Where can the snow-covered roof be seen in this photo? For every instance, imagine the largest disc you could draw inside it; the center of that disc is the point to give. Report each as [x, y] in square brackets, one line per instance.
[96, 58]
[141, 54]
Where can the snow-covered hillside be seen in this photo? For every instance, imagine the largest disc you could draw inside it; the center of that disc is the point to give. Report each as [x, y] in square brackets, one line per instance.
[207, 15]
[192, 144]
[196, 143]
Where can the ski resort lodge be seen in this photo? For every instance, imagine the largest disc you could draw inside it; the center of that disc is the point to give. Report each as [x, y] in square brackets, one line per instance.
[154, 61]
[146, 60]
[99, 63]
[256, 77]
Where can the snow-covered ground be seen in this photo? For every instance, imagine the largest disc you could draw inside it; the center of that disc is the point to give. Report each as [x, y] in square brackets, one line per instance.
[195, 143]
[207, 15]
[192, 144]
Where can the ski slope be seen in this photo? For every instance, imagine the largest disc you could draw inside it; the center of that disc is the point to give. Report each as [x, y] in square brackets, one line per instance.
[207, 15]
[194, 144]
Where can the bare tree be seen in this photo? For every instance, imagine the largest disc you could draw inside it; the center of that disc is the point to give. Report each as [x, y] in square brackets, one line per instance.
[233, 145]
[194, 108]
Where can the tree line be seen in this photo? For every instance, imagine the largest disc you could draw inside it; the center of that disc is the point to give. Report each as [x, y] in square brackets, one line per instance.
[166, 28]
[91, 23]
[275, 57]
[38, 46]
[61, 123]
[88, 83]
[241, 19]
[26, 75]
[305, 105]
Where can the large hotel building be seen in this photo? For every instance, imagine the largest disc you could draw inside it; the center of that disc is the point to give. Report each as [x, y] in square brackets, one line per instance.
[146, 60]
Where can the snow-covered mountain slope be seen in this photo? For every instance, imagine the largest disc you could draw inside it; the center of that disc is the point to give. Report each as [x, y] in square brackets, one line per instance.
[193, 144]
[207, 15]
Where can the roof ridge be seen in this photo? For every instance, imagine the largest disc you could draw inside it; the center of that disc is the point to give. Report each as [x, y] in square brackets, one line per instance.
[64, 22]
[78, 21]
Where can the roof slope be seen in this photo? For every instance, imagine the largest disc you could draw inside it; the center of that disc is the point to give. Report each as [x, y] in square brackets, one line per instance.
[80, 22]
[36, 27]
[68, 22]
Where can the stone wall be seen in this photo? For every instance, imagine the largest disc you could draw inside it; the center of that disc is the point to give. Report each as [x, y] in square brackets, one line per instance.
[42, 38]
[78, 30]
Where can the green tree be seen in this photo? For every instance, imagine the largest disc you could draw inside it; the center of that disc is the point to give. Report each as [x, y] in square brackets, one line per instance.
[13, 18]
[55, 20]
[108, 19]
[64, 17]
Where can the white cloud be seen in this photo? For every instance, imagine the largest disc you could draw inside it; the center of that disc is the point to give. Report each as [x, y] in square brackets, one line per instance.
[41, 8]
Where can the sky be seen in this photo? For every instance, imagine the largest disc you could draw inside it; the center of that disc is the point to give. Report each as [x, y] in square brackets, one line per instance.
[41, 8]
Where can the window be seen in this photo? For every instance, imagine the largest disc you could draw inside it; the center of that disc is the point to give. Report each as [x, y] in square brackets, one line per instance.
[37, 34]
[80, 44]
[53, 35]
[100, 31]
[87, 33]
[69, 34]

-=-=-

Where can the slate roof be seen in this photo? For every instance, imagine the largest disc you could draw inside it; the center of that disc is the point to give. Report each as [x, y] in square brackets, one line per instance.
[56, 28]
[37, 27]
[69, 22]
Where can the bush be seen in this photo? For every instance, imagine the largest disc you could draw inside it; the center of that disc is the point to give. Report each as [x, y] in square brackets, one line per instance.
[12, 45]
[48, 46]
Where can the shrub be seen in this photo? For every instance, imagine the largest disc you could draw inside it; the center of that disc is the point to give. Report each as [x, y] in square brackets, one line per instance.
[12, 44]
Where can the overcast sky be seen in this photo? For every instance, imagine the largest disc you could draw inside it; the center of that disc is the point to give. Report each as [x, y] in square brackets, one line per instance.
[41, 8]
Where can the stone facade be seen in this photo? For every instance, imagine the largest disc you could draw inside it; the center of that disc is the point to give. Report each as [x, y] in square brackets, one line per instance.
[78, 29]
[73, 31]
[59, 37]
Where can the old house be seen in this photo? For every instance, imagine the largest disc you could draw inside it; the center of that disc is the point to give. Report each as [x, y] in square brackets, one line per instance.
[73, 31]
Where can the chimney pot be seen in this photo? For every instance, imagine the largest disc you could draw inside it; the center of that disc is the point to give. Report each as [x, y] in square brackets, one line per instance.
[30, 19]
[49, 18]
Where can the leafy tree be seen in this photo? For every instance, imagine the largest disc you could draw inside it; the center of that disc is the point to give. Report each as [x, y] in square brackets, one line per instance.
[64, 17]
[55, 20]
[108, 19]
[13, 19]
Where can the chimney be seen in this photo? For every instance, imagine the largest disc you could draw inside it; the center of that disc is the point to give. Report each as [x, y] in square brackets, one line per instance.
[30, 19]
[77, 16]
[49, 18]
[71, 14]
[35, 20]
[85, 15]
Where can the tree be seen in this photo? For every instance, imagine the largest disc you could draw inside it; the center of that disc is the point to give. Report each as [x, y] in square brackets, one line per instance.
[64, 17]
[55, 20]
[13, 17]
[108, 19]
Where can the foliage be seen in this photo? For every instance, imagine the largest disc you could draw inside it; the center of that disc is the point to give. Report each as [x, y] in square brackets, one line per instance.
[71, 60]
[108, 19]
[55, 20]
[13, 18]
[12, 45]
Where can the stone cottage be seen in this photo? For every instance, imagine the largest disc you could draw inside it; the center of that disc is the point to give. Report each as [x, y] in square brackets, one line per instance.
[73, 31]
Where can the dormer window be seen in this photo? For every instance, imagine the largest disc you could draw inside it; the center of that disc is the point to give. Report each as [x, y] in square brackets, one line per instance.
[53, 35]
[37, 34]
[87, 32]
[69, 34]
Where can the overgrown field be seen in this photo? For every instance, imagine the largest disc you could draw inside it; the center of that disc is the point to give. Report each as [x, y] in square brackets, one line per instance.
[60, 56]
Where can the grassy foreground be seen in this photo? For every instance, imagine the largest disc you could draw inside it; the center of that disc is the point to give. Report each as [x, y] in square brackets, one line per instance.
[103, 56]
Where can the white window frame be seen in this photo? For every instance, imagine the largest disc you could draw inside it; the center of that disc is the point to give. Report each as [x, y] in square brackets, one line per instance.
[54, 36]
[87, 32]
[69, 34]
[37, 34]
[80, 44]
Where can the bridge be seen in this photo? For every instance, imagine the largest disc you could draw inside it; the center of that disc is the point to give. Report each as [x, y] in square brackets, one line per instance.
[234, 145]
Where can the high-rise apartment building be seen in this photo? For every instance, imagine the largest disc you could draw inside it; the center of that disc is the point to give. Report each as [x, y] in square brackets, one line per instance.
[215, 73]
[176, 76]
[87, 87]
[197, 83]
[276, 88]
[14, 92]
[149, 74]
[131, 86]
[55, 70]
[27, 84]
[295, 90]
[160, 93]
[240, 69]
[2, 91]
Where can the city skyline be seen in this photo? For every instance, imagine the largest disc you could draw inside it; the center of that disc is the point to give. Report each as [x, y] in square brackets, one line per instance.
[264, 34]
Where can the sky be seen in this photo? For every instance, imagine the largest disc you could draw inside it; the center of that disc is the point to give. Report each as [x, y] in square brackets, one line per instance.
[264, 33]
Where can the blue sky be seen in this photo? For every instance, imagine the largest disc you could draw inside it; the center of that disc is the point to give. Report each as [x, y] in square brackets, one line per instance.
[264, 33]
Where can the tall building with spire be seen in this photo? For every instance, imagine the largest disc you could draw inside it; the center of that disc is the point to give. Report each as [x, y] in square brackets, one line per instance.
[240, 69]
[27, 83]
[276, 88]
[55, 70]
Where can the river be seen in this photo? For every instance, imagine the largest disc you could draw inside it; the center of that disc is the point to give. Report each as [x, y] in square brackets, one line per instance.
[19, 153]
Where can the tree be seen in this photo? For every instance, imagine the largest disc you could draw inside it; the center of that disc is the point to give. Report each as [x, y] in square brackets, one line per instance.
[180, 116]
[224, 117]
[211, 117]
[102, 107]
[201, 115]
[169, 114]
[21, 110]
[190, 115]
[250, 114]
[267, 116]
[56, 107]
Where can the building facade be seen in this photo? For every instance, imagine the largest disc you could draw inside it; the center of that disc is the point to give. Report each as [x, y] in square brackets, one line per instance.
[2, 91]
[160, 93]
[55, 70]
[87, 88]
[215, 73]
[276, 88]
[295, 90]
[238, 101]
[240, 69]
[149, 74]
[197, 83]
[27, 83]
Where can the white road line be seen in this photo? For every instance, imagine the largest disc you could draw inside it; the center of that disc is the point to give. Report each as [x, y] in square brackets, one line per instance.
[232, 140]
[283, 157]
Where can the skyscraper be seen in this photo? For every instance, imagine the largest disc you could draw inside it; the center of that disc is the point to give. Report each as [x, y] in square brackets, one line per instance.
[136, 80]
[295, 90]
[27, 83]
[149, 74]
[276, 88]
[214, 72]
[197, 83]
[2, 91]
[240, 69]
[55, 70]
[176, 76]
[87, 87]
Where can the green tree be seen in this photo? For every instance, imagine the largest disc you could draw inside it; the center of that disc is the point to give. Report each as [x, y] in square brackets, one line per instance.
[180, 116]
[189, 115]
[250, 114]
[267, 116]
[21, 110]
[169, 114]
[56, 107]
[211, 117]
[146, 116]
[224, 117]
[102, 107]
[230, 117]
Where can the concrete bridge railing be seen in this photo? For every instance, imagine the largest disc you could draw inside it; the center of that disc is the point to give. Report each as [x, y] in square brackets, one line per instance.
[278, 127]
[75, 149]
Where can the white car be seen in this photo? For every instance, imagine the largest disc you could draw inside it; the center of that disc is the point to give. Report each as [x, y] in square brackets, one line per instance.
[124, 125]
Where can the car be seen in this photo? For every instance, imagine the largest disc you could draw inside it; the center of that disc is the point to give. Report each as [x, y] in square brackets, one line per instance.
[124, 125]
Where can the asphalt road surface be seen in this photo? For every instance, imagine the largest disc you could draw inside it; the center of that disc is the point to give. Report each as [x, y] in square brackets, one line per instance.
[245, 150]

-=-=-

- _TASK DETAILS_:
Tally the lines in the entries above that contain the string "chimney", and give only that number.

- _TASK RESPONSE_:
2